◆ **Object position labeling lines**:

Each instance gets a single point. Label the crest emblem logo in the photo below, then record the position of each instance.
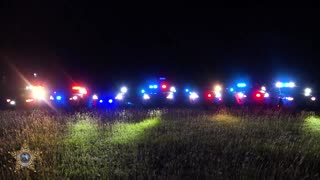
(25, 157)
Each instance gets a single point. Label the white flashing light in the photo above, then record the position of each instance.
(173, 89)
(83, 91)
(218, 95)
(119, 96)
(58, 98)
(124, 89)
(38, 92)
(95, 97)
(307, 92)
(279, 84)
(12, 103)
(146, 97)
(241, 84)
(289, 98)
(217, 88)
(240, 95)
(290, 84)
(170, 96)
(75, 98)
(193, 95)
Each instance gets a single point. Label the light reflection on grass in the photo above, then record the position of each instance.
(123, 133)
(312, 125)
(226, 119)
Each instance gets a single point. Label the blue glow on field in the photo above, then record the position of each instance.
(58, 98)
(241, 85)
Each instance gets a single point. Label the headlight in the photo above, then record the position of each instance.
(193, 96)
(146, 97)
(307, 92)
(119, 96)
(95, 97)
(170, 96)
(124, 89)
(39, 92)
(12, 103)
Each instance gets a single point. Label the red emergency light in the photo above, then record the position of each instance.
(164, 86)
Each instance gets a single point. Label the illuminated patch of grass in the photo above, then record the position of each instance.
(312, 125)
(123, 133)
(226, 119)
(82, 133)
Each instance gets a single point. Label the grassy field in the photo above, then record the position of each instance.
(163, 144)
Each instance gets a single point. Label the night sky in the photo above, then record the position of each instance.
(100, 43)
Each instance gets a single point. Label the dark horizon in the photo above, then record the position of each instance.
(99, 46)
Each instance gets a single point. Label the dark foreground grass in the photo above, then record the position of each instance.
(163, 144)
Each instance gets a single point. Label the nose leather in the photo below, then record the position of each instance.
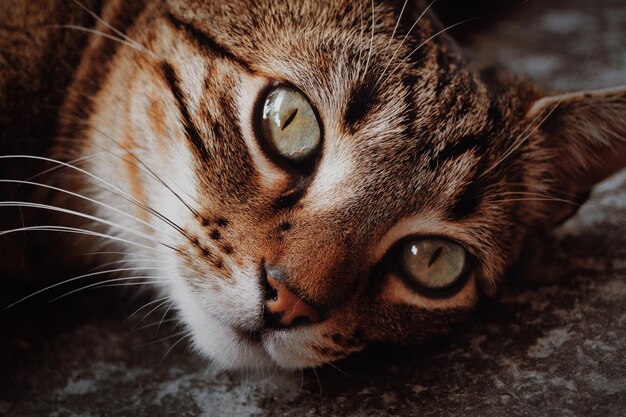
(290, 309)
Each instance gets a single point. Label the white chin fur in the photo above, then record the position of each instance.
(228, 350)
(215, 340)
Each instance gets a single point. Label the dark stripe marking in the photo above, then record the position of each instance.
(207, 42)
(362, 99)
(173, 82)
(469, 200)
(456, 149)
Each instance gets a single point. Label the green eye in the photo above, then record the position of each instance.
(289, 124)
(433, 264)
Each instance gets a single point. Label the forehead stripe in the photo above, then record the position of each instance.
(206, 42)
(173, 82)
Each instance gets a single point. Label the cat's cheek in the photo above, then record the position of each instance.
(395, 291)
(214, 340)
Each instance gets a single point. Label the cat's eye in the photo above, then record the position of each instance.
(432, 265)
(289, 124)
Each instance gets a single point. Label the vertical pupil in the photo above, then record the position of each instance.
(436, 254)
(289, 119)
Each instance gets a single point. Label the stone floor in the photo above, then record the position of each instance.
(552, 343)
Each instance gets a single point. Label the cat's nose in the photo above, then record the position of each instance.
(285, 309)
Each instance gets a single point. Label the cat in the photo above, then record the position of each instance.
(299, 179)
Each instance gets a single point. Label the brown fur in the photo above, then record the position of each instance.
(430, 145)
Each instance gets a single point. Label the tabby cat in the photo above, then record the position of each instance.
(299, 179)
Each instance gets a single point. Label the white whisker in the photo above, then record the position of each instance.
(67, 281)
(117, 31)
(158, 279)
(369, 54)
(146, 305)
(75, 230)
(84, 216)
(402, 43)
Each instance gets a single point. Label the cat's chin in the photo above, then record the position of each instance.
(232, 349)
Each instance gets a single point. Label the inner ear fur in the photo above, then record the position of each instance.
(584, 138)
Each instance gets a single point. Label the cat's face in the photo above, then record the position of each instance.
(329, 185)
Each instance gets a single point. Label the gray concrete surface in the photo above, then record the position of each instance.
(552, 343)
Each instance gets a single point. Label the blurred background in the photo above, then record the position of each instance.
(553, 342)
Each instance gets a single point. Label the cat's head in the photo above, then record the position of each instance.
(331, 174)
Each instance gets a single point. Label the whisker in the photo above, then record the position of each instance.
(369, 54)
(402, 43)
(155, 309)
(164, 315)
(75, 230)
(116, 31)
(393, 34)
(130, 259)
(146, 305)
(424, 43)
(152, 280)
(143, 167)
(130, 198)
(82, 215)
(73, 279)
(74, 162)
(321, 396)
(147, 326)
(107, 36)
(91, 200)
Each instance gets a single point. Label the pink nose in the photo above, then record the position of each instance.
(286, 309)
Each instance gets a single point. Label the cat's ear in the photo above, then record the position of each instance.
(584, 136)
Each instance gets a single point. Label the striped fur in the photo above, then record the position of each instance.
(416, 141)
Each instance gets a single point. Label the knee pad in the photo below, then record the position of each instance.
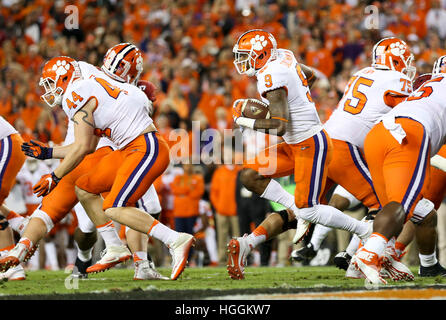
(45, 218)
(287, 225)
(84, 222)
(309, 214)
(422, 209)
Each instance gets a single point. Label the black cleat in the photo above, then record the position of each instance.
(433, 271)
(80, 268)
(304, 254)
(342, 260)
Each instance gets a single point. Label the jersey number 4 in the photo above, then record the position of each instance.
(356, 93)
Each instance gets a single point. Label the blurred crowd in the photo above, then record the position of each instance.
(187, 46)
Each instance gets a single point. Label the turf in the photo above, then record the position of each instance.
(194, 283)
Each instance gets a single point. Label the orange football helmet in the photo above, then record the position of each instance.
(393, 54)
(439, 66)
(58, 73)
(253, 50)
(123, 62)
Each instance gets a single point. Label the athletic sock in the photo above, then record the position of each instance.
(428, 260)
(377, 243)
(319, 234)
(275, 192)
(139, 256)
(163, 233)
(258, 236)
(353, 245)
(399, 248)
(109, 234)
(51, 255)
(84, 255)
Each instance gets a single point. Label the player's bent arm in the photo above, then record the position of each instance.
(60, 152)
(309, 74)
(278, 108)
(85, 141)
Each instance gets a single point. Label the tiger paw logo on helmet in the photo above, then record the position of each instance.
(258, 42)
(397, 48)
(61, 67)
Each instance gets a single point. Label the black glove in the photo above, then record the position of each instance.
(37, 150)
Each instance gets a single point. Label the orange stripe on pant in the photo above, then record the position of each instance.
(59, 202)
(307, 160)
(11, 160)
(128, 173)
(436, 191)
(349, 169)
(400, 172)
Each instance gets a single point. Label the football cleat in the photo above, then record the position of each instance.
(304, 254)
(80, 268)
(110, 257)
(14, 274)
(432, 271)
(145, 270)
(369, 264)
(15, 256)
(238, 250)
(303, 227)
(180, 252)
(342, 260)
(395, 268)
(31, 252)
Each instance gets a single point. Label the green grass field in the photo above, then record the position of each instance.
(195, 283)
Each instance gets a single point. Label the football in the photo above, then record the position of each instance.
(255, 109)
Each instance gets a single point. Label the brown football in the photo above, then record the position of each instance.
(255, 109)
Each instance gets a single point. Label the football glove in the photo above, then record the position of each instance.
(3, 222)
(38, 150)
(237, 109)
(46, 184)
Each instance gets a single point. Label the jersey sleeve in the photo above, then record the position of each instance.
(77, 95)
(273, 77)
(397, 90)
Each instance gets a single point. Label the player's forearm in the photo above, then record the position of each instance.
(271, 126)
(71, 160)
(60, 152)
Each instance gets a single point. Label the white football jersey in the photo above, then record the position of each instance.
(28, 176)
(427, 105)
(5, 128)
(285, 72)
(122, 113)
(87, 71)
(363, 103)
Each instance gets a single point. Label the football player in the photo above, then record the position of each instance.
(306, 151)
(398, 150)
(56, 94)
(11, 160)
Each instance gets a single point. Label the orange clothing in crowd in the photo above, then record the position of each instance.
(222, 193)
(208, 104)
(187, 190)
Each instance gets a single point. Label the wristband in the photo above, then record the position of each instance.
(245, 122)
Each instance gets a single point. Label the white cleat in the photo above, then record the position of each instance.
(395, 268)
(145, 270)
(238, 250)
(368, 263)
(303, 226)
(180, 252)
(113, 255)
(14, 257)
(14, 274)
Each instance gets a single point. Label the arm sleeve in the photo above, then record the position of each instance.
(273, 77)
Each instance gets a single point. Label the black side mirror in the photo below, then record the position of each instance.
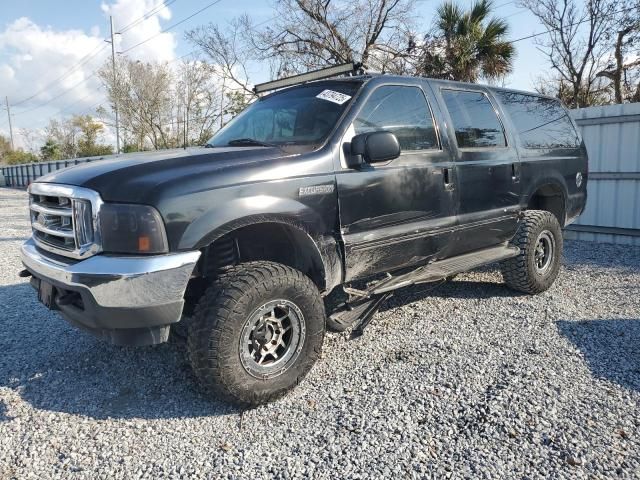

◆ **Task objective**: Transcribe every one of the lines above word for word, from the first to the last. Leave the pictures out of your answer.

◆ **Reply to the task**:
Each instance gets a single point. Label the crest emblem logo in the photo below, then record the position of each instance.
(25, 157)
Each instance gets a single point. Label the white flashing light in the photo above, then record the position of each instance.
(173, 89)
(83, 91)
(218, 95)
(119, 96)
(58, 98)
(124, 89)
(38, 92)
(95, 97)
(307, 92)
(279, 84)
(12, 103)
(146, 97)
(241, 84)
(289, 98)
(217, 88)
(240, 95)
(290, 84)
(170, 96)
(75, 98)
(193, 95)
Each instance gets a single point. Label the light reflection on grass in the photo above, then record the position of each instance.
(123, 133)
(312, 125)
(226, 119)
Each instance gets a single point. Label the blue glow on field in the photo above, then record the position of each instance.
(58, 98)
(241, 85)
Each instance gets a single point. Label the headlight in the photo above, then record the position of each instance.
(193, 96)
(146, 97)
(307, 92)
(119, 96)
(95, 97)
(170, 96)
(124, 89)
(39, 92)
(12, 103)
Each instance gets a single point. Label the red emergency light in the photo above, then record the position of each instance.
(164, 86)
Each instance gets a single point. Label the illuminated patch of grass in the photo above, then record the position of each instance.
(312, 125)
(123, 133)
(226, 119)
(82, 133)
Each instance gets a single point. Label the grassy field in the photo above, then record the position of each instance.
(163, 144)
Each instance gets a single point. Label the night sky in the photo above, then record the position of each instance.
(100, 43)
Each instance gets a single point. Label the dark horizon in the photo above, then record the position of each instance.
(99, 46)
Each instance gets a single point. Label the dark foreground grass in the photo above, then record the position of each instance.
(163, 144)
Each instance gets a single point. Label the nose leather in the photo below, then record the position of each instance.
(290, 309)
Each instance gets a single point. Label the white chin fur in the photo above, then record the position of each instance.
(228, 350)
(215, 340)
Each instance gets a single point. Label the dark stripe marking in the photo above, then record the position of each instance.
(207, 42)
(362, 99)
(173, 82)
(469, 200)
(456, 149)
Each instance gets a single point. Label the green eye in the photo above, then record the position of each instance.
(289, 124)
(433, 264)
Each instance gets a single point. Label the forehead stripe in the photo above, then record the position of each instance.
(206, 42)
(173, 82)
Each instance gets a single point. Label the cat's cheek in the photo above, then record the position of each instance.
(395, 291)
(214, 340)
Each instance gets a single point. Label the cat's eye in the photo above, then record the position of each instance.
(432, 265)
(289, 124)
Each instance gets a single point. Label the vertical pupil in the photo above, then record the position of each instance.
(436, 254)
(289, 119)
Each instance gets a single point. Label the stone floor in the photo above, then record the position of each instance.
(552, 343)
Each instance gets a single point. Label the cat's nose in the photo above, then record the position of each instance.
(285, 309)
Each instance gets a single point. Label the cat in the photo above, then record the position of each instance.
(299, 179)
Each instance gets a single point. Label the brown fur in the photo above, then record the position of each instance.
(430, 145)
Each instance gets a single point. Label the tabby cat in the photo above, then record the position of each instance.
(299, 179)
Each instance gets a single point. Label the white whisker in the photo above, then record the position of each instance.
(67, 281)
(117, 31)
(158, 279)
(369, 54)
(146, 305)
(75, 230)
(84, 216)
(402, 43)
Each instance gets a single point. Label the cat's chin in the photo above, then record the position of each instance.
(232, 349)
Each instance gets a single point. Label the inner ear fur in the photo above, then record the position of each instance.
(584, 138)
Each instance gets a single point. Label the cat's face in the photo above, then record the position of each instance.
(329, 185)
Each instance gets a single point. Label the gray concrete surface in the photo above, then record the position of each instance.
(552, 343)
Each instance gets a single point. Label the blurred background in the photo above, then record the position of each instance.
(553, 342)
Each instance gets a single point. Label the cat's head in the photo above, then record the position of each instance.
(331, 174)
Each instance gets a single point. Label the whisker in the photo above, then record the position of each instance.
(369, 54)
(402, 43)
(155, 309)
(164, 315)
(75, 230)
(116, 31)
(393, 34)
(130, 259)
(146, 305)
(424, 43)
(152, 280)
(143, 167)
(130, 198)
(82, 215)
(73, 279)
(74, 162)
(321, 396)
(147, 326)
(107, 36)
(91, 200)
Each instance gets a single point. Label the pink nose in the photo above, then record the position of each instance.
(286, 309)
Each instance gets a single point. Label the cat's ear in the photo above, then record the position of each instance.
(584, 136)
Each instance gets a single point. Label the striped fur in the photo above, then record the position of each instance.
(416, 141)
Each instance gets a single point. Label the knee pad in the photo below, then record the position of each instance.
(45, 218)
(287, 225)
(84, 222)
(309, 214)
(422, 209)
Each instance gets a single point. Label the black cleat in the photo above, then record the position of each instance.
(433, 271)
(80, 268)
(304, 254)
(342, 260)
Each instance gets a single point. Label the jersey number 4 in the photo above, then record the position of each instance.
(356, 93)
Each instance gets a single point. Label the blurred crowd in the photo above, then record the position of each instance.
(187, 46)
Each instance gets a single point. Label the turf in the photo above, then record the position of each instance.
(194, 283)
Each instance gets a single point. Label the orange football helmet in the photo above, then record the position of each instance.
(393, 54)
(439, 66)
(58, 73)
(253, 50)
(123, 62)
Each instance gets a single point. Label the athletic sock in the photo above, then record the position of each instance.
(428, 260)
(377, 243)
(319, 234)
(275, 192)
(139, 256)
(163, 233)
(258, 236)
(353, 245)
(399, 248)
(109, 234)
(51, 255)
(84, 255)
Each instance gets a single point. Label the player's bent arm in the photo above, then record the position of each instance.
(60, 152)
(309, 74)
(278, 108)
(85, 141)
Each instance gets a single point. Label the tiger paw logo on helmet in the photo above, then record the position of each instance.
(258, 42)
(397, 48)
(61, 67)
Each instance gets a single point. Label the black glove in the photo above, then record the position of each instance.
(37, 150)
Each instance gets a single point. Label the orange stripe on pant in the photo above, then record the position of each instance.
(59, 202)
(307, 160)
(11, 160)
(128, 173)
(436, 191)
(349, 169)
(400, 172)
Each instance gets a single point. Label the football cleat in the photo above, then record the position of each instance.
(304, 254)
(80, 268)
(110, 257)
(14, 274)
(432, 271)
(145, 270)
(369, 264)
(15, 256)
(238, 250)
(303, 227)
(180, 252)
(342, 260)
(395, 268)
(31, 252)
Each instance gets a single point. Label the green grass field in the photo above, then record the position of each instance.
(195, 283)
Each instance gets a single point. Label the football in the photo above, then record the position of each instance.
(255, 109)
Each instance gets a single point. Label the brown football in the photo above, then record the position of each instance.
(255, 109)
Each instance gets a single point. Label the football glove in the photo above, then record the position of each instance.
(3, 222)
(38, 150)
(237, 109)
(46, 184)
Each instance gets a single point. Label the jersey sleeve in the photo above, then record the position of each instance.
(77, 95)
(273, 77)
(397, 90)
Each instance gets a single point. Label the player's forearm in the photo above, then record the position of each instance.
(271, 126)
(71, 160)
(60, 152)
Each instance gets a single point. Label the white football jersey in the photo above, then record the position of each instance.
(28, 176)
(427, 105)
(5, 128)
(285, 72)
(122, 113)
(87, 71)
(363, 103)
Each instance gets a single point. Label the football player in the photo above, then record the position of each instance.
(306, 151)
(398, 150)
(56, 94)
(11, 160)
Each instance gets a single point. Label the orange clothing in crowd in the photo above, then record the position of each instance.
(222, 193)
(208, 104)
(187, 190)
Each instance gets a single point. Label the wristband in the photo above, then record the position of each instance.
(245, 122)
Each instance gets a single point. Label the white cleat in the photo above, then record the position of each instance.
(395, 268)
(145, 270)
(238, 250)
(368, 263)
(303, 226)
(180, 252)
(113, 255)
(14, 257)
(14, 274)
Each instance gets a single point. Label the arm sleeve in the photo above, then record the position of each instance.
(273, 77)
Each instance gets a single point. Label the black side mirror in the photo below, then record the position of each instance.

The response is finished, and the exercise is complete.